_SOURCE INFORMATION_.
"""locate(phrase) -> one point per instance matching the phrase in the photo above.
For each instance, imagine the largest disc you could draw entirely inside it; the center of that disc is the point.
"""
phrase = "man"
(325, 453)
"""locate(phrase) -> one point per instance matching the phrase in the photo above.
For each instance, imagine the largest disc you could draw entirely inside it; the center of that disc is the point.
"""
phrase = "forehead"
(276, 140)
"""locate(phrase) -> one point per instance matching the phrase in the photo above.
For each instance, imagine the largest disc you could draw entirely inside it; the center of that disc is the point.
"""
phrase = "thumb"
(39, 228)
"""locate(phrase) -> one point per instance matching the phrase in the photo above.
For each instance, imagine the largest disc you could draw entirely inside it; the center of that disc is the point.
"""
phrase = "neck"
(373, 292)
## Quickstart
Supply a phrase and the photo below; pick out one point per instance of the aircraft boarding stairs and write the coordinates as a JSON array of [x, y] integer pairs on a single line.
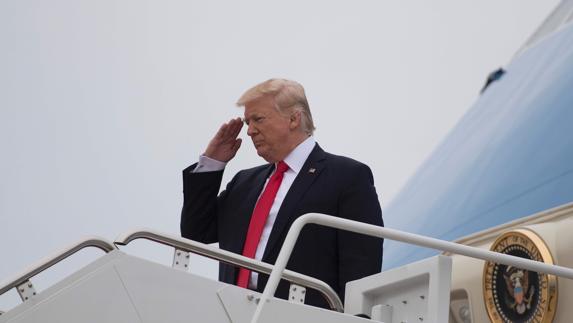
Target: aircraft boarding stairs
[[119, 287]]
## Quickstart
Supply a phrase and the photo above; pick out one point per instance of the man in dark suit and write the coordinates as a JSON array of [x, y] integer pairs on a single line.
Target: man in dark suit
[[253, 214]]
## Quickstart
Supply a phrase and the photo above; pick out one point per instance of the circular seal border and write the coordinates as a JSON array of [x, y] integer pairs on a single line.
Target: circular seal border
[[547, 304]]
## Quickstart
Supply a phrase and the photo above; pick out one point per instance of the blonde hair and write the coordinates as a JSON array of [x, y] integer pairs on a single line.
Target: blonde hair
[[288, 96]]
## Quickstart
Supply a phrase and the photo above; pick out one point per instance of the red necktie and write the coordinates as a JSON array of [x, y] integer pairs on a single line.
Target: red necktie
[[258, 219]]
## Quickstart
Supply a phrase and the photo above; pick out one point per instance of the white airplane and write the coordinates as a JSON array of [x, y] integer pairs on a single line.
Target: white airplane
[[499, 186]]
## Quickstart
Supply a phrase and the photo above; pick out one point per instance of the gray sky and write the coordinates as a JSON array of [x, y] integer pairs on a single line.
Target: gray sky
[[102, 103]]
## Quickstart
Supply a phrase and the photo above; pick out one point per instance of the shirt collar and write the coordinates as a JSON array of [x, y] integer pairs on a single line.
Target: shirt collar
[[296, 159]]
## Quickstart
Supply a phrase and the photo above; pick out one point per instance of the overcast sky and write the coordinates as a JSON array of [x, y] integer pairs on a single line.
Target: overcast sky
[[103, 103]]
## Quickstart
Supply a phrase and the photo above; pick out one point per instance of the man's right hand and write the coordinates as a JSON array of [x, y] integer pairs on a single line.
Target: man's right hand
[[224, 146]]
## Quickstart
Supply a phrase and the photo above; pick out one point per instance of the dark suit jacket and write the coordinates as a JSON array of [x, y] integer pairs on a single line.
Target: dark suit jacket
[[339, 186]]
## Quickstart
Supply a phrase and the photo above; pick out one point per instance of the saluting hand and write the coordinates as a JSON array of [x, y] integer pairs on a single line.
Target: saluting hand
[[224, 146]]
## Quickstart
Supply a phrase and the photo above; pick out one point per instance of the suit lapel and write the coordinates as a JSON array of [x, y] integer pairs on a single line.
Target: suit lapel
[[308, 174], [245, 213]]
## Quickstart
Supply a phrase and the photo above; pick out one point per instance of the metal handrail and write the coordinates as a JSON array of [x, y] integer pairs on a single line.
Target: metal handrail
[[381, 232], [234, 259], [48, 262]]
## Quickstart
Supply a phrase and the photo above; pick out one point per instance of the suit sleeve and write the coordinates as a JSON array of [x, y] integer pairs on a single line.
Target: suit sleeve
[[359, 255], [199, 216]]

_YOUR OBJECTIVE_.
The result should be an exact copy of the material, containing no pictures.

_FINISHED EXERCISE_.
"""locate(phrase) -> one point per instance matching the phrase in the photo above.
For each instance, imagine the largest disc you could draw entirely inside it; the center of that disc is the point.
"""
phrase = "man"
(325, 453)
"""locate(phrase) -> one point per instance matching the phrase in the photo above.
For each instance, imagine the largest disc you could draw entirely inside it; the center of that disc is the point.
"""
phrase = "forehead"
(276, 140)
"""locate(phrase) -> one point per instance matching the phrase in the photo above.
For each instance, imagine the largest disc you could draw entirely inside it; the center of that disc is the point.
"""
phrase = "thumb"
(39, 228)
"""locate(phrase) -> one point per instance matching the phrase in the photo above.
For each instance, imagine the largest disc you could draw entirely inside it; the center of that disc is the point.
"""
phrase = "neck"
(373, 292)
## Quickstart
Supply a phrase and the photo below; pick out one point per instance of the aircraft boarding stairs and write the coordinates as a JSON array of [x, y] integer pairs on a single line.
Target: aircraft boarding stairs
[[119, 287]]
## Quickstart
Supply a phrase and the photo above; pick out one point per instance of the man in dark suit and write the coordinates as a JSON array of [x, y] integer pairs on a single line.
Target: man in dark suit
[[253, 214]]
## Quickstart
Supply a phrase and the photo above; pick out one point per instance of the circular seal border and write the coordinates as a JSON array of [x, y] integer pairs on a single line.
Target: circular seal border
[[547, 304]]
## Quickstart
Supply a phrase and the photo above; pick out one point per instance of the blonde hair and write the coordinates as a JSON array of [x, y] integer pairs on a single line.
Target: blonde hair
[[288, 96]]
## Quickstart
Supply a phrase and the photo above; pick out one point per instance of the red necktie and write the coordinates as a JSON array of [x, y] integer pairs on a single line.
Target: red necktie
[[258, 219]]
## Quickstart
Supply a phrase and the photo above; pick out one point per instance of the white airplane and write the coordinates as a JSON array of [x, y] integer pairs on a single line.
Target: white airplane
[[499, 186]]
## Quickstart
Supply a phrase and the photo above; pick out one point per instance of the gray sky and write the coordinates as a JSON array of [x, y] integer pairs on a single line.
Target: gray sky
[[102, 103]]
## Quickstart
Supply a phrase and the photo above; pick out one point per instance of the shirt collar and write the coordinates as a JSON array of [x, y] integer pairs on a single line.
Target: shirt collar
[[296, 159]]
## Quickstart
Supply a phrase and the photo above; pick out one point per instance of the overcast sky and write the coordinates as a JSON array of [x, y] integer pairs on a single line.
Target: overcast sky
[[103, 103]]
## Quickstart
Supply a phrase and the photo above; pick out one point per instance of the man's right hand and write the coordinates as a JSON array of [x, y] integer pairs on a single line.
Target: man's right hand
[[224, 146]]
## Quickstart
Supply a phrase and the photo above; pick out one point per instance of the dark suit jacket and write the coordinates as a JSON array of [x, y] integer pairs on a single line.
Target: dark suit jacket
[[339, 186]]
## Quickstart
Supply a phrase and the photo above; pick out one point per instance of the saluting hand and write the coordinates as a JSON array of [x, y] integer pairs on a single line.
Target: saluting hand
[[224, 146]]
## Quickstart
Supply a phrase and the photo above; pick out one point per instance of the suit lapel and write the coordinates as a JSON array of [x, y] integer pairs on a single line.
Target: suit lapel
[[308, 174], [245, 213]]
## Quickstart
Supply a phrase and the photo above; pick out one point per instance of the metal handrail and write the coordinates as a JSON array of [x, y] integer pairs on a single line.
Target: metal handrail
[[381, 232], [234, 259], [48, 262]]
## Quickstart
Supply a phrase and the photo above; pick out one point per instance of the suit sleeve and write the coordinates as a JSON array of [x, y] integer pairs on a single line.
Target: suit sleeve
[[359, 255], [199, 216]]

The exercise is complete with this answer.